From first line to last, give the records again word for word and omit the pictures.
"""
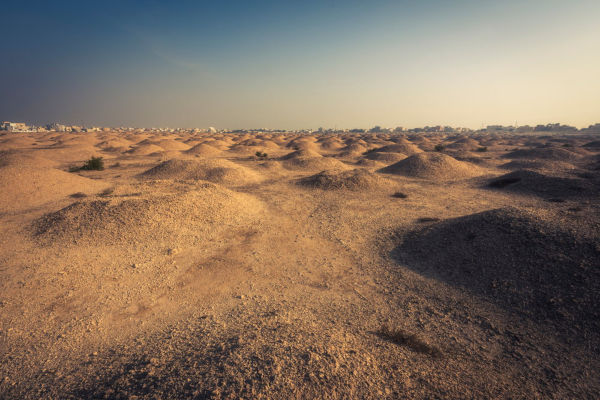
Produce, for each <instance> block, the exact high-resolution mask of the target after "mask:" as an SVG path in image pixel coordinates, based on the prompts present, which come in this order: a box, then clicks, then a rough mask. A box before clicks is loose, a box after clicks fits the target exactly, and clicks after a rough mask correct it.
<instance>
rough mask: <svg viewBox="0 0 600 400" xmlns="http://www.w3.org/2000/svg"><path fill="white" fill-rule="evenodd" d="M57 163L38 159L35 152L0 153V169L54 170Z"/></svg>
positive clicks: (10, 152)
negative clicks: (50, 169)
mask: <svg viewBox="0 0 600 400" xmlns="http://www.w3.org/2000/svg"><path fill="white" fill-rule="evenodd" d="M58 165H59V163H57V162H56V161H54V160H51V159H48V158H45V157H39V156H37V155H36V152H35V151H27V150H4V151H0V168H2V167H8V166H12V167H37V168H55V167H58Z"/></svg>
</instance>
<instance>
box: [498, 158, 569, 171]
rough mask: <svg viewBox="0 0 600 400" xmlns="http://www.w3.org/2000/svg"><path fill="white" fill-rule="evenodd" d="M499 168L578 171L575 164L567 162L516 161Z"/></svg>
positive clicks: (546, 160) (535, 169)
mask: <svg viewBox="0 0 600 400" xmlns="http://www.w3.org/2000/svg"><path fill="white" fill-rule="evenodd" d="M498 168H502V169H512V170H515V169H534V170H536V169H541V170H553V171H561V170H571V169H576V168H577V167H575V166H574V165H573V164H569V163H568V162H565V161H552V160H514V161H510V162H507V163H506V164H502V165H499V166H498Z"/></svg>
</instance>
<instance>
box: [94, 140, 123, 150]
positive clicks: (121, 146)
mask: <svg viewBox="0 0 600 400" xmlns="http://www.w3.org/2000/svg"><path fill="white" fill-rule="evenodd" d="M96 147H98V148H99V149H102V150H105V151H111V150H110V149H126V150H128V149H129V148H130V147H131V142H129V140H124V139H110V140H104V141H102V142H100V143H98V144H97V145H96Z"/></svg>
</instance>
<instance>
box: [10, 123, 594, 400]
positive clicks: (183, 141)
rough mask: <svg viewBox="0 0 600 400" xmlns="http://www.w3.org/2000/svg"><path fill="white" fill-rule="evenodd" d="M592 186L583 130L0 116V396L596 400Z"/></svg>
mask: <svg viewBox="0 0 600 400" xmlns="http://www.w3.org/2000/svg"><path fill="white" fill-rule="evenodd" d="M436 145H443V146H444V147H445V148H444V149H443V151H436V150H435V147H436ZM438 149H439V147H438ZM257 152H260V153H261V154H262V153H266V154H267V155H268V156H266V157H262V156H260V157H259V156H257V155H256V154H257ZM92 156H94V157H102V158H103V161H104V166H105V169H104V170H79V171H75V172H69V171H70V170H75V169H76V168H73V167H81V166H82V165H84V163H85V162H86V161H88V160H89V159H90V158H91V157H92ZM599 195H600V135H597V134H596V135H594V134H586V133H581V132H577V133H569V134H554V133H552V134H546V135H544V133H543V132H535V133H534V132H532V133H530V134H494V133H476V134H471V135H468V136H461V135H455V134H444V133H443V132H442V133H435V134H433V133H424V134H422V135H421V134H420V135H398V134H314V135H299V134H291V133H289V134H287V133H261V134H218V133H217V134H197V135H189V134H185V135H178V134H165V133H151V132H145V133H135V134H134V133H112V132H96V133H55V132H49V133H10V132H8V133H6V132H4V134H2V135H0V229H1V231H2V235H1V236H0V248H1V250H0V398H7V399H40V398H118V399H120V398H144V399H166V398H184V397H193V398H215V399H237V398H246V399H247V398H264V399H296V398H297V399H300V398H308V399H311V398H319V399H321V398H323V399H338V398H348V399H381V398H423V399H436V398H437V399H446V398H478V399H480V398H540V399H542V398H544V399H547V398H555V399H566V398H571V399H584V398H589V399H591V398H599V397H600V372H599V371H600V347H599V344H600V307H599V305H600V196H599Z"/></svg>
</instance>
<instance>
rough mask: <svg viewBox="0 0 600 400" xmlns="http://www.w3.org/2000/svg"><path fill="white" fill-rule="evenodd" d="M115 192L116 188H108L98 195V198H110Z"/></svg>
mask: <svg viewBox="0 0 600 400" xmlns="http://www.w3.org/2000/svg"><path fill="white" fill-rule="evenodd" d="M114 191H115V188H107V189H104V190H103V191H101V192H100V193H98V196H101V197H105V196H110V195H111V194H113V192H114Z"/></svg>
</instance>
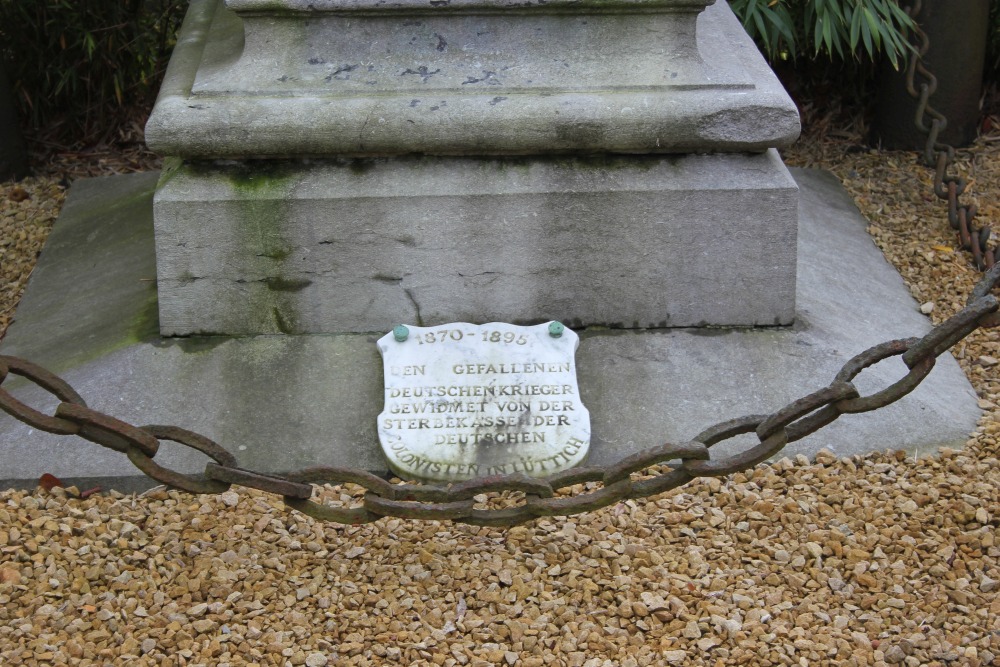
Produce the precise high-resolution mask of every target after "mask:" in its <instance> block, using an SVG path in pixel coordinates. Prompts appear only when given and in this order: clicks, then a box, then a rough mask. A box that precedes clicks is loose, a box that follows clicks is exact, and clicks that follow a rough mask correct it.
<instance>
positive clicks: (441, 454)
mask: <svg viewBox="0 0 1000 667" xmlns="http://www.w3.org/2000/svg"><path fill="white" fill-rule="evenodd" d="M578 344H579V338H578V337H577V335H576V334H575V333H574V332H573V331H571V330H569V329H564V328H563V327H562V325H560V324H559V323H557V322H556V323H551V324H539V325H536V326H529V327H523V326H514V325H511V324H505V323H490V324H483V325H475V324H466V323H455V324H443V325H440V326H436V327H418V326H408V327H397V330H396V332H395V335H394V333H389V334H387V335H385V336H383V337H382V338H381V339H380V340H379V341H378V347H379V351H380V352H381V353H382V358H383V364H384V369H385V409H384V410H383V412H382V414H380V415H379V418H378V419H379V421H378V433H379V440H380V441H381V443H382V448H383V450H384V452H385V455H386V457H387V458H388V460H389V464H390V467H391V468H392V470H393V471H394V472H396V473H397V474H399V475H400V476H402V477H406V478H410V479H423V480H433V481H458V480H465V479H472V478H474V477H482V476H488V475H504V474H511V473H522V474H526V475H530V476H533V477H545V476H548V475H551V474H553V473H555V472H558V471H560V470H565V469H566V468H570V467H572V466H575V465H577V464H579V463H580V462H582V461H583V460H584V458H585V457H586V455H587V450H588V448H589V445H590V413H589V412H588V411H587V409H586V408H585V407H584V406H583V403H582V402H581V401H580V394H579V388H578V386H577V381H576V363H575V360H574V353H575V351H576V347H577V345H578Z"/></svg>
"""
• EXERCISE RESULT:
Produce, for each <instance> block, the exact high-resolution mask of the target after "mask:" as an SVG path in image pixel coordinates, based on the prompts present, which come in this order: a box, then clicks, then a rough mask. A box before clicks is loose, a box after clicks fits the target exactly, and clicks after a rough mask correct it.
<instance>
rough mask: <svg viewBox="0 0 600 400" xmlns="http://www.w3.org/2000/svg"><path fill="white" fill-rule="evenodd" d="M57 163L38 159L35 152L0 153V169L54 170Z"/></svg>
positive clicks: (10, 152)
negative clicks: (50, 169)
mask: <svg viewBox="0 0 600 400" xmlns="http://www.w3.org/2000/svg"><path fill="white" fill-rule="evenodd" d="M58 165H59V163H57V162H56V161H54V160H51V159H48V158H45V157H39V156H37V155H36V152H35V151H27V150H4V151H0V168H2V167H8V166H12V167H37V168H55V167H58Z"/></svg>
</instance>
<instance>
box: [498, 158, 569, 171]
rough mask: <svg viewBox="0 0 600 400" xmlns="http://www.w3.org/2000/svg"><path fill="white" fill-rule="evenodd" d="M499 168L578 171L575 164L567 162L516 161Z"/></svg>
positive clicks: (546, 160) (535, 169)
mask: <svg viewBox="0 0 600 400" xmlns="http://www.w3.org/2000/svg"><path fill="white" fill-rule="evenodd" d="M498 168H502V169H512V170H515V169H534V170H536V169H541V170H553V171H561V170H571V169H576V168H577V167H575V166H574V165H573V164H569V163H568V162H565V161H552V160H514V161H510V162H507V163H506V164H502V165H499V166H498Z"/></svg>
</instance>
<instance>
box: [94, 140, 123, 150]
positive clicks: (121, 146)
mask: <svg viewBox="0 0 600 400" xmlns="http://www.w3.org/2000/svg"><path fill="white" fill-rule="evenodd" d="M96 147H98V148H99V149H102V150H105V151H111V150H110V149H126V150H128V149H129V148H130V147H131V142H129V140H124V139H110V140H104V141H102V142H100V143H98V144H97V145H96Z"/></svg>
</instance>
<instance>
box: [10, 123, 594, 400]
positive clicks: (183, 141)
rough mask: <svg viewBox="0 0 600 400" xmlns="http://www.w3.org/2000/svg"><path fill="white" fill-rule="evenodd" d="M592 186L583 130L0 116V396L596 400Z"/></svg>
mask: <svg viewBox="0 0 600 400" xmlns="http://www.w3.org/2000/svg"><path fill="white" fill-rule="evenodd" d="M436 145H443V146H444V147H445V148H444V149H443V151H436V150H435V147H436ZM438 149H439V147H438ZM257 152H260V153H261V154H262V153H266V154H267V155H268V156H266V157H262V156H260V157H259V156H257V155H256V154H257ZM92 156H94V157H102V158H103V161H104V166H105V169H104V170H79V171H75V172H69V171H70V170H75V169H76V168H73V167H81V166H82V165H84V163H85V162H86V161H88V160H89V159H90V158H91V157H92ZM599 195H600V135H597V134H596V135H594V134H586V133H581V132H577V133H569V134H554V133H552V134H546V135H544V133H543V132H535V133H534V132H532V133H530V134H494V133H476V134H471V135H468V136H461V135H455V134H444V133H443V132H442V133H435V134H433V133H424V134H422V135H421V134H420V135H398V134H314V135H299V134H291V133H289V134H287V133H261V134H218V133H217V134H197V135H189V134H185V135H178V134H165V133H151V132H145V133H135V134H134V133H112V132H96V133H55V132H49V133H10V132H8V133H6V132H4V134H2V135H0V229H1V231H2V235H1V236H0V248H1V250H0V398H7V399H40V398H118V399H120V398H144V399H166V398H184V397H193V398H215V399H237V398H246V399H247V398H264V399H296V398H297V399H300V398H308V399H311V398H319V399H321V398H323V399H338V398H348V399H381V398H423V399H436V398H437V399H446V398H478V399H480V398H540V399H542V398H544V399H547V398H555V399H566V398H571V399H584V398H589V399H591V398H599V397H600V372H599V371H600V347H599V344H600V307H599V305H600V196H599Z"/></svg>
</instance>
<instance>
rough mask: <svg viewBox="0 0 600 400" xmlns="http://www.w3.org/2000/svg"><path fill="white" fill-rule="evenodd" d="M115 192L116 188H108L98 195V198H110Z"/></svg>
mask: <svg viewBox="0 0 600 400" xmlns="http://www.w3.org/2000/svg"><path fill="white" fill-rule="evenodd" d="M114 191H115V188H107V189H104V190H103V191H101V192H100V193H98V196H101V197H105V196H110V195H111V194H113V192H114Z"/></svg>
</instance>
Produce the precise high-resolution mask of every target after "mask:" in its <instance> block, using an SVG path in pixel coordinates. Prompts appear only when given and in this order: clicks, then a box, then a rough mask. A box that precedes clicks is loose, a box that follows clicks is exact, and clicks that follow a rough mask correct it.
<instance>
positive clicks: (441, 454)
mask: <svg viewBox="0 0 1000 667" xmlns="http://www.w3.org/2000/svg"><path fill="white" fill-rule="evenodd" d="M578 344H579V338H578V337H577V335H576V334H575V333H574V332H573V331H571V330H569V329H564V328H563V327H562V325H560V324H559V323H557V322H556V323H551V324H539V325H536V326H529V327H523V326H514V325H511V324H505V323H490V324H483V325H475V324H466V323H455V324H443V325H440V326H436V327H418V326H408V327H397V330H396V332H395V335H394V333H389V334H387V335H385V336H383V337H382V338H381V339H380V340H379V341H378V347H379V351H380V352H381V353H382V358H383V364H384V369H385V409H384V410H383V412H382V414H380V415H379V418H378V419H379V421H378V433H379V440H380V441H381V443H382V448H383V450H384V452H385V455H386V457H387V458H388V460H389V464H390V467H391V468H392V470H393V471H394V472H396V473H397V474H399V475H400V476H402V477H406V478H410V479H423V480H433V481H458V480H465V479H472V478H474V477H482V476H488V475H504V474H511V473H522V474H526V475H530V476H533V477H545V476H548V475H551V474H553V473H555V472H558V471H560V470H565V469H566V468H570V467H572V466H575V465H577V464H579V463H580V462H582V461H583V460H584V458H585V457H586V455H587V450H588V448H589V445H590V413H589V412H588V411H587V409H586V408H585V407H584V406H583V403H582V402H581V401H580V394H579V388H578V386H577V381H576V363H575V360H574V353H575V351H576V347H577V345H578Z"/></svg>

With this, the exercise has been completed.